== RECORDS FOR THIS TASK ==

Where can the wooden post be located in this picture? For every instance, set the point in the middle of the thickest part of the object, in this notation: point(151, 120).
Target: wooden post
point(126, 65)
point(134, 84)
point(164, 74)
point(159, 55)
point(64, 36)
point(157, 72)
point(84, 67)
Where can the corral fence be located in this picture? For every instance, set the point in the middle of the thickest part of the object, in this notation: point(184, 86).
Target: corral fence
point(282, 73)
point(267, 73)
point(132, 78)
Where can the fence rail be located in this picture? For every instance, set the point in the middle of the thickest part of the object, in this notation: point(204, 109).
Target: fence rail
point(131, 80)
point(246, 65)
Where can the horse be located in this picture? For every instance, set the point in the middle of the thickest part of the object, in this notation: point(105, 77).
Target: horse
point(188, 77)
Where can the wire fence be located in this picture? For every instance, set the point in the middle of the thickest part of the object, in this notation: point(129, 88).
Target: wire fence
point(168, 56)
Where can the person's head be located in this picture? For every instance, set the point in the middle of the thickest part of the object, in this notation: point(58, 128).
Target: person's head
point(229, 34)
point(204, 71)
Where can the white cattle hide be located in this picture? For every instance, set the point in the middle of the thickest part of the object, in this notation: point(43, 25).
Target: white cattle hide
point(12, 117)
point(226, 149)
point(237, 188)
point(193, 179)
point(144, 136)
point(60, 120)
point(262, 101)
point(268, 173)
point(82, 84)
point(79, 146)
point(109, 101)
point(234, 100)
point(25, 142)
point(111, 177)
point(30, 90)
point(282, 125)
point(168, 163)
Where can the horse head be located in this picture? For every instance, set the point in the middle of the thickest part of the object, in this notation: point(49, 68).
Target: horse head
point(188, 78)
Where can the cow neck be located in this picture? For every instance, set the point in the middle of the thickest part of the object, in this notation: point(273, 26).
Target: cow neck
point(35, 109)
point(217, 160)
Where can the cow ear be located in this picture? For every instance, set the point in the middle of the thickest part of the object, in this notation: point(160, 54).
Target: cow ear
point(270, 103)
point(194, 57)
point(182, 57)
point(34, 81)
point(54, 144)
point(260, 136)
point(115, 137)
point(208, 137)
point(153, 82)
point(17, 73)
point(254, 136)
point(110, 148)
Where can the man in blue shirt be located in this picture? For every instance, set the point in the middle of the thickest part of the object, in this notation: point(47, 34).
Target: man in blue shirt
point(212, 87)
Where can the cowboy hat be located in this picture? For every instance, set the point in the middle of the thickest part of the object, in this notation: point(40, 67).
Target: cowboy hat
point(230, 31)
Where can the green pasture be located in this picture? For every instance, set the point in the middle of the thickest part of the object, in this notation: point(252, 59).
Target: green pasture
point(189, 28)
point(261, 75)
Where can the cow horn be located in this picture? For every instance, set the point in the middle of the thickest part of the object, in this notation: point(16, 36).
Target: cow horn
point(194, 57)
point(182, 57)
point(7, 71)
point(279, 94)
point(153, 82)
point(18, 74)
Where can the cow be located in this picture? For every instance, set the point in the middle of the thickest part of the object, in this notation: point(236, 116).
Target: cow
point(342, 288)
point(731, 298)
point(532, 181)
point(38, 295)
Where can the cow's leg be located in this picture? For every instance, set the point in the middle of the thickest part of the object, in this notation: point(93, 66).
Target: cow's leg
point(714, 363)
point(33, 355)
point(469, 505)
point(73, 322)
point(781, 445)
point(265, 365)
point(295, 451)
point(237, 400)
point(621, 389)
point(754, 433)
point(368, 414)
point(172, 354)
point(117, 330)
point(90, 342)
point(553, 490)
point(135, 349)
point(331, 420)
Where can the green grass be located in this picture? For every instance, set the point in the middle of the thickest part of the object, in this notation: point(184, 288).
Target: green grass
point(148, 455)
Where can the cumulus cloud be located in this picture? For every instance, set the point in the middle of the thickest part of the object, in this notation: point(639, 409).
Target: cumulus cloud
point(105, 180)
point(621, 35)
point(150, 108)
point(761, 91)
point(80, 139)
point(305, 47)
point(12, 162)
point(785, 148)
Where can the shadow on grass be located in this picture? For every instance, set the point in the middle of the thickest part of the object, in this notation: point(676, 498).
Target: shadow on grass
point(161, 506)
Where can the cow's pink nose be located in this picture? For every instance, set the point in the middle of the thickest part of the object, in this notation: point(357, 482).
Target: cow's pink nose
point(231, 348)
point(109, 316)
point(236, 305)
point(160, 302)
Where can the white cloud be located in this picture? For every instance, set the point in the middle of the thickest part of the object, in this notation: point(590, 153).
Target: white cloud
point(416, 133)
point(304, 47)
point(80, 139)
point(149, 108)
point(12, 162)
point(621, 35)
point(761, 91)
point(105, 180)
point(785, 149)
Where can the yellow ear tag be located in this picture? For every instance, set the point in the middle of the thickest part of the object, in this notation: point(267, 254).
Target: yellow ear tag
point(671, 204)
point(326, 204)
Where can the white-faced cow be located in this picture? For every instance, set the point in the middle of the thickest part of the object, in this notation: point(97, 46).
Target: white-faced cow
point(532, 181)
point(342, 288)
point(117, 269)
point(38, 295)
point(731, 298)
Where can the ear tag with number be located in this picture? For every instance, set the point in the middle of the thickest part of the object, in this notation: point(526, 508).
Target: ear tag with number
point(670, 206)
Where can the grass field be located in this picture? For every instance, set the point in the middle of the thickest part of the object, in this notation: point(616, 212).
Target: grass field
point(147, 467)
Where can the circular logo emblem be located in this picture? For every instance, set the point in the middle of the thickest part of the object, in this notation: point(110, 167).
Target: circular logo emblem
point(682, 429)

===

EXERCISE » Reproduce all of the entries above word for word, keeping each line unchanged.

RESPONSE BELOW »
Where can the wooden post be located in this picture? For every instance, set the point in the middle of the thickest part of the object, in this notation: point(151, 120).
Target: wooden post
point(126, 65)
point(134, 84)
point(164, 74)
point(159, 55)
point(64, 36)
point(157, 72)
point(84, 67)
Where can the corral fence be located in this picture? For every instance, set the point in the middle of the thickest part of the object, in this notation: point(184, 86).
Target: corral fence
point(282, 73)
point(267, 73)
point(132, 78)
Where can the fence rail be located in this picture? For every instance, set the point in the middle of the thickest part of the object, in this notation: point(204, 109).
Target: fence rail
point(131, 80)
point(246, 65)
Where can the horse be located in this picture? For every instance, set the point in the middle of the thickest part of the object, in this notation: point(105, 77).
Target: horse
point(188, 77)
Where can the wire fence be located in this picture? For every instance, set the point in the middle of the thickest part of the object, in this notation: point(129, 88).
Target: wire fence
point(168, 56)
Where can the person's head be located in this picture? For every instance, set the point in the middle of the thickest part of the object, in this notation: point(58, 128).
Target: person's head
point(229, 34)
point(204, 71)
Where can the white cattle hide be located in this picture? For every instance, set the point in the middle of the thickest part of the object, in this notation: point(43, 25).
Target: white cattle hide
point(12, 117)
point(226, 149)
point(237, 188)
point(193, 179)
point(144, 136)
point(60, 120)
point(262, 101)
point(268, 173)
point(82, 84)
point(79, 146)
point(109, 101)
point(234, 100)
point(25, 142)
point(111, 177)
point(30, 90)
point(282, 125)
point(168, 163)
Where can the horse head be located in this picture? For every instance, set the point in the middle of the thickest part of the object, in this notation: point(49, 68).
Target: horse head
point(188, 78)
Where can the cow neck be located in this picture? For every instance, set the point in the middle of the thickest part of the object, in this notation: point(273, 26).
Target: cow neck
point(35, 109)
point(217, 160)
Where can the cow ear be located in this picture? For every instance, set the point in the middle of the thickest part of the object, in this notation: point(160, 54).
Target: cow ear
point(270, 103)
point(194, 57)
point(182, 57)
point(34, 81)
point(54, 144)
point(260, 136)
point(115, 137)
point(208, 137)
point(153, 82)
point(17, 73)
point(254, 136)
point(110, 148)
Where can the man in blue shirt be located in this picture? For every instance, set the point in the middle of the thickest part of the object, in this notation: point(47, 34).
Target: man in blue shirt
point(212, 87)
Where can the cowboy hat be located in this picture? For every instance, set the point in the middle of the thickest part of the object, in this notation: point(40, 67).
Target: cowboy hat
point(230, 31)
Where can the green pasture be located in this picture? For every instance, set the point in the middle of the thickest part of the object, in this notation: point(252, 59).
Target: green pasture
point(189, 28)
point(261, 75)
Where can the cow horn be located in this picture? For every instance, set the point in the middle of the thickest part of the object, in this notation: point(16, 36).
Target: cow horn
point(194, 57)
point(182, 57)
point(7, 71)
point(279, 94)
point(153, 82)
point(18, 74)
Where can the cow be located in this picture? For every instance, set the point in the middle of the thickest part of the object, in this notation: point(236, 116).
Target: cow
point(342, 288)
point(731, 298)
point(532, 181)
point(38, 295)
Where can the cow's leg be located in this picture? For every instance, set the point in the middle of the thickest part of the object, in this notation: point(93, 66).
Target: cow's leg
point(714, 363)
point(33, 355)
point(469, 505)
point(73, 322)
point(781, 445)
point(265, 365)
point(295, 451)
point(237, 400)
point(621, 389)
point(754, 433)
point(368, 414)
point(172, 354)
point(117, 330)
point(90, 342)
point(553, 490)
point(135, 349)
point(331, 420)
Where can the green grass be located in this picture? For every instance, set the point in the middle of the thickest part of the object, in this notation: point(184, 288).
Target: green grass
point(148, 455)
Where can the cumulus cloud be located in this picture? For every instance, set the point in the middle of the thickest part of the object, in this notation: point(639, 409).
Target: cumulus cloud
point(105, 180)
point(621, 35)
point(150, 108)
point(761, 91)
point(80, 139)
point(305, 47)
point(12, 162)
point(785, 148)
Where can the shadow on grass be located in this picture? For every instance, set the point in the middle of the thickest part of the object, in this notation: point(676, 498).
Target: shadow on grass
point(161, 506)
Where can the cow's pink nose be located in this picture? For every instance, set the point in the middle of the thickest part of the object, in this notation: point(357, 482).
Target: cow's pink nose
point(231, 348)
point(109, 316)
point(236, 305)
point(160, 302)
Where can the white cloud be located in this picture? For every instance, set the point in the middle of the thickest part of the object, in this notation: point(590, 153).
Target: white cloud
point(416, 133)
point(304, 47)
point(80, 139)
point(149, 108)
point(12, 162)
point(621, 35)
point(761, 91)
point(105, 180)
point(785, 149)
Where can the yellow ear tag be located in this picture? For every instance, set the point in the middle of the thickest part of the object, in this notation: point(267, 254).
Target: yellow ear tag
point(671, 204)
point(326, 204)
Where can the white-faced cow be located in this picture? For every instance, set the point in the middle of the thickest part of the object, in this notation: point(97, 46).
Target: white-faced cow
point(532, 181)
point(342, 288)
point(117, 269)
point(38, 295)
point(731, 298)
Where can the ear tag with number be located in this picture? For every instance, set the point in the middle of the thickest part of the object, in this notation: point(526, 508).
Target: ear tag with number
point(670, 206)
Where can the grass field be located in this picture? For every instance, set the point in the middle of the thickest part of the object, in this notation: point(616, 212).
Target: grass field
point(147, 467)
Where can the circular logo emblem be located in this picture? For every instance, set the point in the middle of the thickest part of the object, in this notation: point(110, 167).
Target: circular logo emblem
point(682, 429)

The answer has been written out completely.